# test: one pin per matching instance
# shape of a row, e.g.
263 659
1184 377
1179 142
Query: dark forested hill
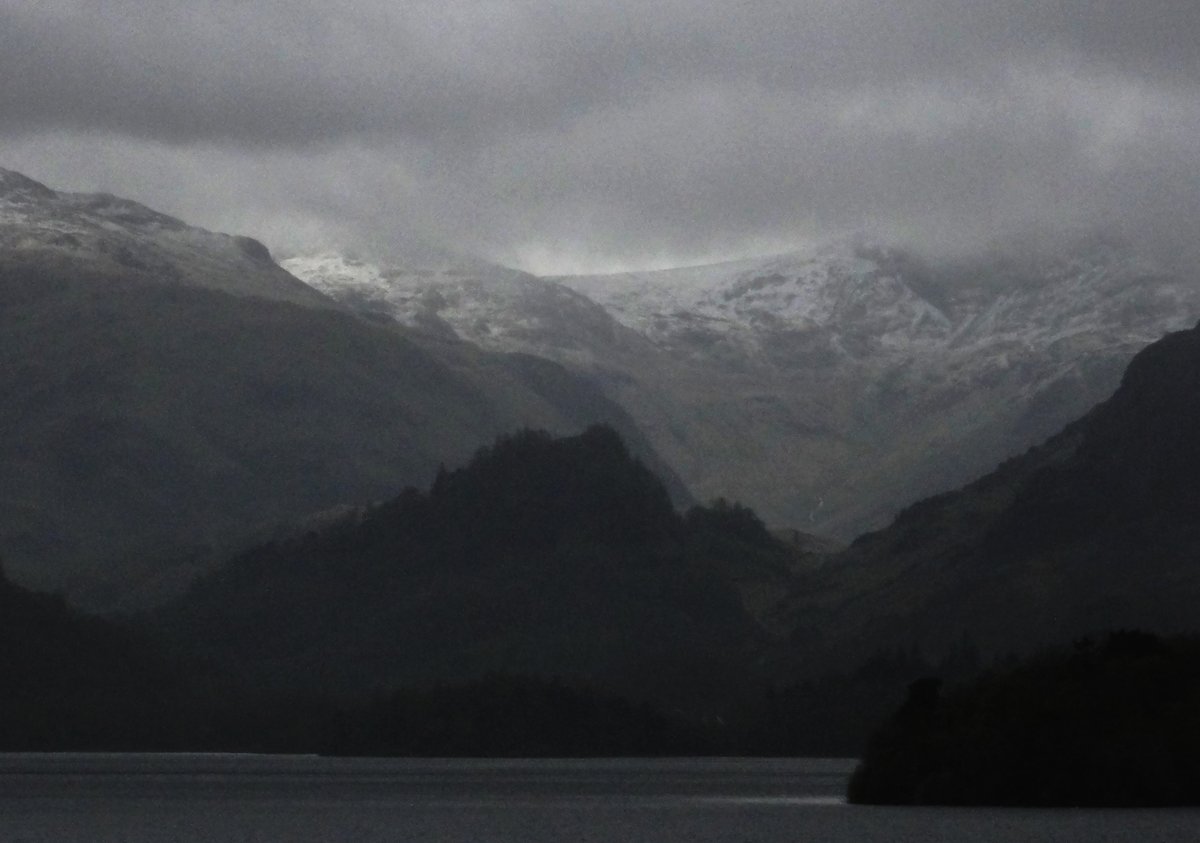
---+---
■ WHAT IS EXPECTED: The whole listing should be restated word for word, with no pictures.

■ ANSWER TO THE EXERCISE:
# test: one pin per matching instance
# shape of a row, e.g.
263 659
1184 377
1179 142
Query: dark forested hill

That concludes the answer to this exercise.